> [WHAT TO DO]:
Extract every line of the records below that contains the string "shirt", and list those lines.

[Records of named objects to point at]
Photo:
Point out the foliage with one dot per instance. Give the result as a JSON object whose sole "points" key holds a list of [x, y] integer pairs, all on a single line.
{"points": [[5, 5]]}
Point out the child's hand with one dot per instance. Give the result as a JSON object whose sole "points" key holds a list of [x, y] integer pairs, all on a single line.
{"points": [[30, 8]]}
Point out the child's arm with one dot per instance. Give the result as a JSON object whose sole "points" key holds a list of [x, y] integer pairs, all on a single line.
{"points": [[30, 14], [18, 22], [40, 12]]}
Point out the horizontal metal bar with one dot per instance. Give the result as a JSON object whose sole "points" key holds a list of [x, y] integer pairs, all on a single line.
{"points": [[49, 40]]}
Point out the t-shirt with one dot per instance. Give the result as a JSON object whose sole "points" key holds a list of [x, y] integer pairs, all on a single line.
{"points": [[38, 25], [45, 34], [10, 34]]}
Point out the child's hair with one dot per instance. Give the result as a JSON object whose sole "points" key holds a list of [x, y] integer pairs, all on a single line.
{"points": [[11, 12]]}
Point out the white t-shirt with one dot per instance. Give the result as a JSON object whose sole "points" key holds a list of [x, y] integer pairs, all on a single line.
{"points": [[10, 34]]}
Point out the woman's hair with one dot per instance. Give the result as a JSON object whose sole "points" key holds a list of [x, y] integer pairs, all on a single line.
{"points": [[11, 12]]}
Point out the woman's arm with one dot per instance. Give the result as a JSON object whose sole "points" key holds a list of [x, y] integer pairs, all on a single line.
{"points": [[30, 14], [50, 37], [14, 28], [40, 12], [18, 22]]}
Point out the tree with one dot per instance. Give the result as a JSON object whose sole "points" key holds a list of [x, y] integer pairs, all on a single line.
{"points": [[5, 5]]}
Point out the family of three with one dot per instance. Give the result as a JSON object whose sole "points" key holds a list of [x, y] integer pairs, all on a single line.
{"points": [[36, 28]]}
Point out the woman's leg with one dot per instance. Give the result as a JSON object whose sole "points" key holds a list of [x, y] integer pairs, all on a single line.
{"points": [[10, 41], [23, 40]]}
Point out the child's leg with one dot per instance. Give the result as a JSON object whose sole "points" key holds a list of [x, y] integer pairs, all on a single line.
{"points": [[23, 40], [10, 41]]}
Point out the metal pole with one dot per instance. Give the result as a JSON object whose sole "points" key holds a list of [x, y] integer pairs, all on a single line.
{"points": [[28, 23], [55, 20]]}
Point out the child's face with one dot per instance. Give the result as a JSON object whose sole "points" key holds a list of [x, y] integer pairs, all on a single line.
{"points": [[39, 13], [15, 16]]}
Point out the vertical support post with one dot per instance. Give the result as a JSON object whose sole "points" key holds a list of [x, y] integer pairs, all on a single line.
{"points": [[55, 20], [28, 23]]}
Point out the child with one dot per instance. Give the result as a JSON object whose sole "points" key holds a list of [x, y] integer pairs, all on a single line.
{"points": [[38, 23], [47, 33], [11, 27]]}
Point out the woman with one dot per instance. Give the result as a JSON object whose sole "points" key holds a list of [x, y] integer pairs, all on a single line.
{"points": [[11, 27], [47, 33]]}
* * *
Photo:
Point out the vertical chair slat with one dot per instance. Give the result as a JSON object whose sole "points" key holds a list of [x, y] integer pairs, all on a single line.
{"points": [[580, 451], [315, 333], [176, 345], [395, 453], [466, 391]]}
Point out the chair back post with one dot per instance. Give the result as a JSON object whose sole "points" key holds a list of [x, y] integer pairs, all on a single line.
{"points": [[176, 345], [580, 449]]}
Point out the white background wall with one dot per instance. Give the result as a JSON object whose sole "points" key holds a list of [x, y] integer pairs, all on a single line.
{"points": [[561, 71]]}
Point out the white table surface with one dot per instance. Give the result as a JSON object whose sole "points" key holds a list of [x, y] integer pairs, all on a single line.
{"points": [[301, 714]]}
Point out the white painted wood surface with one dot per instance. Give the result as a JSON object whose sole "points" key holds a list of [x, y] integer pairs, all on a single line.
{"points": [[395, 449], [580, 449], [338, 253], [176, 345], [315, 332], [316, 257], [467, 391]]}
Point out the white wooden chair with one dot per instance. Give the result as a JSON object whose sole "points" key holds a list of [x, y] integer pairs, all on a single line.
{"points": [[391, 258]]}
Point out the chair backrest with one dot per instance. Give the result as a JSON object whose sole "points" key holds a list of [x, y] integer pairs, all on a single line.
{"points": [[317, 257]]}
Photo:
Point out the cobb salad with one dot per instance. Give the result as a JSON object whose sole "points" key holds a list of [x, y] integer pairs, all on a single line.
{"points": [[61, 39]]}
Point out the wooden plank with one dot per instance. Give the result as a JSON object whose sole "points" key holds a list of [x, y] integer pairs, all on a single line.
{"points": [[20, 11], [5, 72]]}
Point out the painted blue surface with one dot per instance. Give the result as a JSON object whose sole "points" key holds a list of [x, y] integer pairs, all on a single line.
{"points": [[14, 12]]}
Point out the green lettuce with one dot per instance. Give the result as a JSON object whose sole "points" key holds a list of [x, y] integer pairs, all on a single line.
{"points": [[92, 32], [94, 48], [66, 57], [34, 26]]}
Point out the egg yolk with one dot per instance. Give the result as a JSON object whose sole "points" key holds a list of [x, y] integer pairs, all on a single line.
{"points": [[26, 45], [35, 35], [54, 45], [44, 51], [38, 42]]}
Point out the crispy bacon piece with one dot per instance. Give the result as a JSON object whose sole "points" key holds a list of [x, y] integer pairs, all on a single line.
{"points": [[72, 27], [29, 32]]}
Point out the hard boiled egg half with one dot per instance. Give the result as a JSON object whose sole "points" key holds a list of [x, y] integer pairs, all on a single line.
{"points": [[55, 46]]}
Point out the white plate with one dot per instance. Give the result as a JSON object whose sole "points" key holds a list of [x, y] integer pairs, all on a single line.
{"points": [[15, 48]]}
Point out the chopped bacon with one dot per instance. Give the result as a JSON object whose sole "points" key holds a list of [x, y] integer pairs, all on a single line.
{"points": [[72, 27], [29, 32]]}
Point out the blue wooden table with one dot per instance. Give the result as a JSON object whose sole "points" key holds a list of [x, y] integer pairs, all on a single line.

> [OUTPUT]:
Point out the t-shirt with one dot per instance. Give the result as a JSON object whose sole "points" key holds a list of [x, y] integer pairs, all on a single line.
Point out the white t-shirt with one dot per instance. Give the result as a JSON object whose sole "points" key holds a list of [x, y] integer pairs, all on a single line.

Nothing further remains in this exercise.